▸ **Testo di lettura**
______________________________
(Roma, 01 settembre 2022). Una nuova, misteriosa tragedia scuote i vertici del mondo imprenditoriale russo. Ravil Maganov, presidente del consiglio di amministrazione della Lukoil, la prima azienda petrolifera del Paese, un impero con 100.000 dipendenti e interessi in decine di Paesi, compresa l’Italia, è morto in un ospedale di Mosca. Il decesso è avvenuto «al termine di una grave malattia», ha affermato la compagnia in un comunicato ufficiale. Ma secondo diversi media russi Maganov, 67 anni, sarebbe rimasto ucciso cadendo da una finestra del sesto piano del nosocomio.
______________________________
▸ **Materiale mostrato**
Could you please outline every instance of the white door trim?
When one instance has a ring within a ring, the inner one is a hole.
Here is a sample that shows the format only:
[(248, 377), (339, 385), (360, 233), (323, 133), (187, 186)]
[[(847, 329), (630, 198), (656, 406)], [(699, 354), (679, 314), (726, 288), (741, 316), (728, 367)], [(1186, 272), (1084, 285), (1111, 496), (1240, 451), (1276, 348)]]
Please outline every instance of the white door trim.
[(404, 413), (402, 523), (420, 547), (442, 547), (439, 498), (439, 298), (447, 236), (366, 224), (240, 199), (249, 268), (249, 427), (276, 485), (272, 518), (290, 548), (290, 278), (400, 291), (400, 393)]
______________________________
▸ **Compito**
Ricopia senza alcuna modifica il passo dell'articolo sulla morte di Ravil Maganov che comincia con «(Roma, 01 settembre» e prosegue fino a «piano del nosocomio.».

▸ **Soluzione del compito**
(Roma, 01 settembre 2022). Una nuova, misteriosa tragedia scuote i vertici del mondo imprenditoriale russo. Ravil Maganov, presidente del consiglio di amministrazione della Lukoil, la prima azienda petrolifera del Paese, un impero con 100.000 dipendenti e interessi in decine di Paesi, compresa l’Italia, è morto in un ospedale di Mosca. Il decesso è avvenuto «al termine di una grave malattia», ha affermato la compagnia in un comunicato ufficiale. Ma secondo diversi media russi Maganov, 67 anni, sarebbe rimasto ucciso cadendo da una finestra del sesto piano del nosocomio.